§ **Exercise materials**:
== == ==

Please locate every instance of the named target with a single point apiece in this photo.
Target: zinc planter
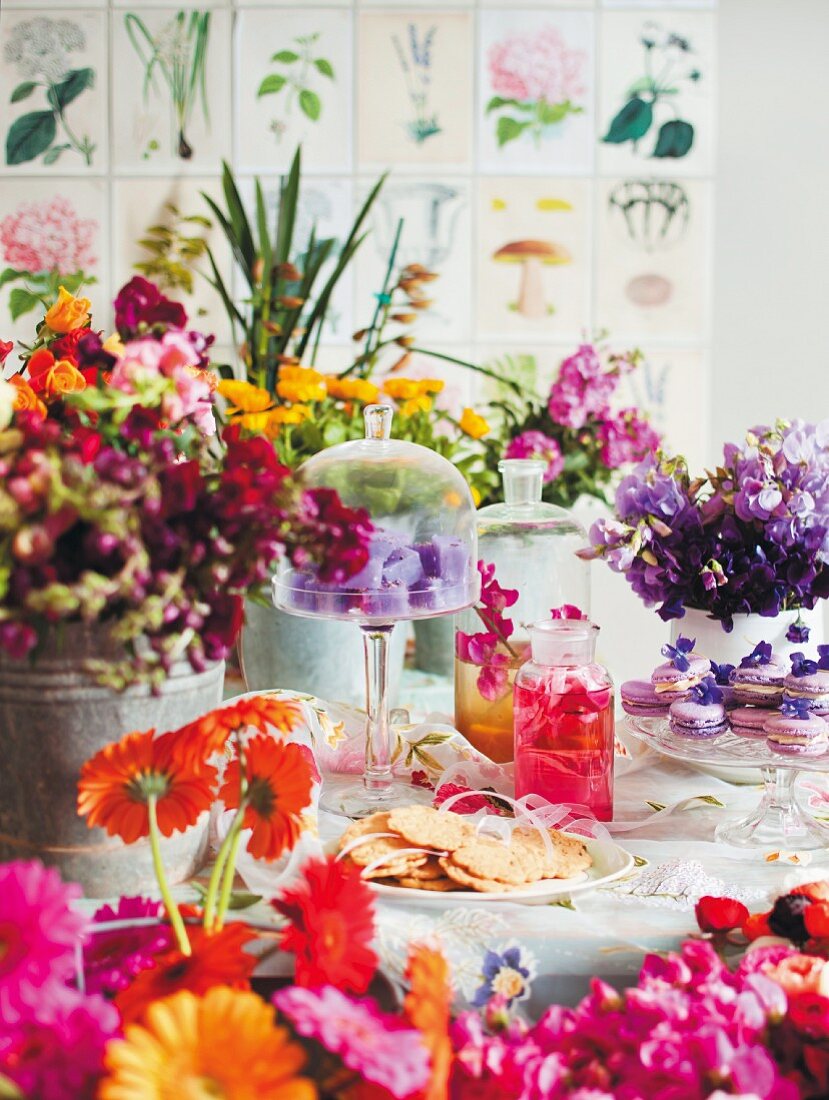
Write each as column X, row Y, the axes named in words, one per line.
column 318, row 657
column 713, row 641
column 54, row 717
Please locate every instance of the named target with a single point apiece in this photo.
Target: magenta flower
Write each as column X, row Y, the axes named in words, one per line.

== == ==

§ **Written task**:
Reproduce all of the material above line for line, leaving out the pictures.

§ **Exercise response**:
Please locate every instance of the named target with a single point apiece in this photo.
Target: zinc planter
Write each as column X, row Y, the axes named in words, one per line.
column 318, row 657
column 713, row 641
column 54, row 717
Please locate every instance of the named target with a single point apiece in this photo.
Target: magenta flower
Write each as column X, row Y, the axes named in words, one per line.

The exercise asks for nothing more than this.